# REQUEST
Pull out each line below that contains the string "white", matching its case exactly, and copy those lines.
— Start of RECORDS SUPPLIED —
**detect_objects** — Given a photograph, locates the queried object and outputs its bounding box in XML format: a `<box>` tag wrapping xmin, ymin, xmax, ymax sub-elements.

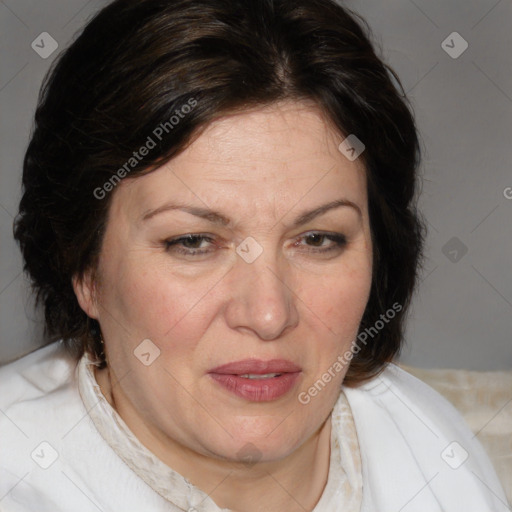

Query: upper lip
<box><xmin>210</xmin><ymin>359</ymin><xmax>301</xmax><ymax>375</ymax></box>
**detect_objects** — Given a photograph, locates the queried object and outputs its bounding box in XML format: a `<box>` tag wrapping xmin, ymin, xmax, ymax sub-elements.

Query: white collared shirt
<box><xmin>0</xmin><ymin>343</ymin><xmax>510</xmax><ymax>512</ymax></box>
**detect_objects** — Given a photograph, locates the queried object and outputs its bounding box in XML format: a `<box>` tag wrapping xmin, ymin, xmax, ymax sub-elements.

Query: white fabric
<box><xmin>78</xmin><ymin>350</ymin><xmax>362</xmax><ymax>512</ymax></box>
<box><xmin>0</xmin><ymin>344</ymin><xmax>511</xmax><ymax>512</ymax></box>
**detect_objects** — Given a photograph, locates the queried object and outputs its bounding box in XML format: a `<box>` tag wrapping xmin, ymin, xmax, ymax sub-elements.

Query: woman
<box><xmin>0</xmin><ymin>0</ymin><xmax>506</xmax><ymax>512</ymax></box>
— End of RECORDS SUPPLIED —
# EXERCISE OUTPUT
Query: white collared shirt
Query: white fabric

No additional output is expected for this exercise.